::: Supplied records :::

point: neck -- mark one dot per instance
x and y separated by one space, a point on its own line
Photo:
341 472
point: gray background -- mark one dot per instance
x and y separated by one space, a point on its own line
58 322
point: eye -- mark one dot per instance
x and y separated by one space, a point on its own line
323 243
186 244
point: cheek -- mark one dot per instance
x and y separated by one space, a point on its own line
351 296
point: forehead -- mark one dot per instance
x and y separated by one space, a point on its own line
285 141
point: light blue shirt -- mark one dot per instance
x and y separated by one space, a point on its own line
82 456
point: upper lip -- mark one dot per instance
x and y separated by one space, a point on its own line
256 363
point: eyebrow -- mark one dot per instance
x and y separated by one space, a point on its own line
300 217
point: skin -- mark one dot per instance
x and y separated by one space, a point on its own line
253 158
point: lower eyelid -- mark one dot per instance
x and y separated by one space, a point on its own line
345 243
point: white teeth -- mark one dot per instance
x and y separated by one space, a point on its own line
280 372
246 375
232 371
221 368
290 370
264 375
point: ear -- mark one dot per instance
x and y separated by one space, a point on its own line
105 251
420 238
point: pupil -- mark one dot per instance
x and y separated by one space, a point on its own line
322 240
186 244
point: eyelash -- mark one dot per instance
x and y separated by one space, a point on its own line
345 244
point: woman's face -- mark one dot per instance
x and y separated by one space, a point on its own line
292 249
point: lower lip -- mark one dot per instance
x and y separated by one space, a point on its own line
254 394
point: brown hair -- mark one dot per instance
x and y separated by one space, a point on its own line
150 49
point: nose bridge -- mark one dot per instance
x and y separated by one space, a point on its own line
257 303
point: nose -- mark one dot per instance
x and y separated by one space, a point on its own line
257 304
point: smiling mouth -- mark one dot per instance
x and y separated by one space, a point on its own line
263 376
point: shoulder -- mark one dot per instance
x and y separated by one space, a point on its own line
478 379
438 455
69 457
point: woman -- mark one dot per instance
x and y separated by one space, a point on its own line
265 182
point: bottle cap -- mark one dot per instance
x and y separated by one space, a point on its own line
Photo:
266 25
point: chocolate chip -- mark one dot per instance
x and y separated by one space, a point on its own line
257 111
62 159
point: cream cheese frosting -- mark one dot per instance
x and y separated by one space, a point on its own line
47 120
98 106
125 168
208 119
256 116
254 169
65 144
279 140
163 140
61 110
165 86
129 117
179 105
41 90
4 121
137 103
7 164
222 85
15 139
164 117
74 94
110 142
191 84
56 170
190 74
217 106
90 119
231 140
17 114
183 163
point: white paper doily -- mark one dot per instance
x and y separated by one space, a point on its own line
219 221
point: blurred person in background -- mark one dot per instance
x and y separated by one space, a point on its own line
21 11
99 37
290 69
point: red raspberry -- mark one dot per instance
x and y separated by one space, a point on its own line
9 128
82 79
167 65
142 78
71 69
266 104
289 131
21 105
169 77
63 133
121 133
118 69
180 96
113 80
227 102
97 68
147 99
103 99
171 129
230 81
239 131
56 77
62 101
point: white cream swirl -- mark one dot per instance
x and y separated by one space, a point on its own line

:::

From the listing above, reproduce all the lines exactly.

**Final answer:**
point: neck -- mark one dot per instance
x and y separated by one space, a point on its own line
Photo:
341 472
point: gray background -- mark one dot per instance
x and y separated by one space, a point on its own line
58 322
point: eye -- mark one dot per instance
x and y separated by one space, a point on its own line
323 243
186 244
point: cheek -- mark one dot per instance
x and y separated by one space, a point on its own line
351 296
point: forehead -- mark one dot per instance
x and y separated by one space, a point on its own line
285 141
point: light blue shirt -- mark one dot per instance
x and y separated by one space, a point on its own line
82 456
point: upper lip -- mark one dot per instance
x and y separated by one space, a point on its own line
256 363
point: eyebrow -- mark one dot per instance
x and y separated by one space, a point on its own line
300 217
point: skin -- mark one dot per instance
x and y separated by one space, a point on its own line
253 158
point: lower eyelid -- mark one dot per instance
x and y separated by one space, a point on its own line
345 243
point: white teeth -- mark one dot per instance
x and y separated by one space, a point on its own line
280 372
246 375
232 371
221 368
290 370
264 375
point: ear -- mark one dot per instance
x and y separated by one space, a point on its own line
105 251
420 238
point: pupil -- mark one dot per instance
x and y separated by one space, a point on its own line
322 240
186 244
point: eyelash -- mark one dot per instance
x and y separated by one space, a point on its own line
345 244
point: woman's face -- mark one dot per instance
x and y separated by one space, a point on its own line
292 249
point: lower lip -- mark one dot per instance
x and y separated by one space, a point on its own line
254 394
point: brown hair -- mark one dot per instance
x and y separated by one space, a point on its own line
150 49
point: nose bridge -- mark one dot per instance
x and y separated by one space, a point on its own line
257 303
point: nose -- mark one dot per instance
x and y separated by one space, a point on its own line
257 304
point: smiling mouth -- mark one dot per instance
x and y separated by one space, a point on its own line
263 376
point: shoulder -- mark one dot per instance
x and y separated by one space, a point on its own line
478 379
438 455
69 457
point: woman -- mark one dot per instance
x and y separated by one space, a point on its own line
265 182
point: bottle cap -- mark one dot per instance
x and y separated by one space, a point on its own line
Photo:
266 25
point: chocolate chip -- mark one dot per instance
x and y separated by one space, a point on its own line
257 111
62 159
point: cream cheese frosting -- mark one dot per instance
x and y separated by one space, a point on its own line
47 120
98 106
125 168
208 119
256 116
254 169
65 144
279 140
163 140
61 110
165 86
129 117
179 105
41 90
4 121
137 103
7 164
222 85
15 139
164 117
74 94
110 142
191 84
56 170
190 74
217 106
90 119
231 140
17 114
183 163
point: white paper doily -- mark one dot per instance
x and y separated by one space, a point on its own line
219 221
point: blurred person in background -- mark one dot per instance
x and y separated by one space, a point on its own line
21 11
99 37
290 69
point: red raspberry -- mark one dot per instance
x and y separated by one space, a point on its own line
9 128
82 79
167 65
142 78
71 69
266 104
289 131
21 105
169 77
63 133
121 133
118 69
180 96
113 80
227 102
97 68
147 99
103 99
171 129
230 81
239 131
56 77
62 101
point: white cream swirl -- mark one dot per instance
x and y separated by one space, a point on its own line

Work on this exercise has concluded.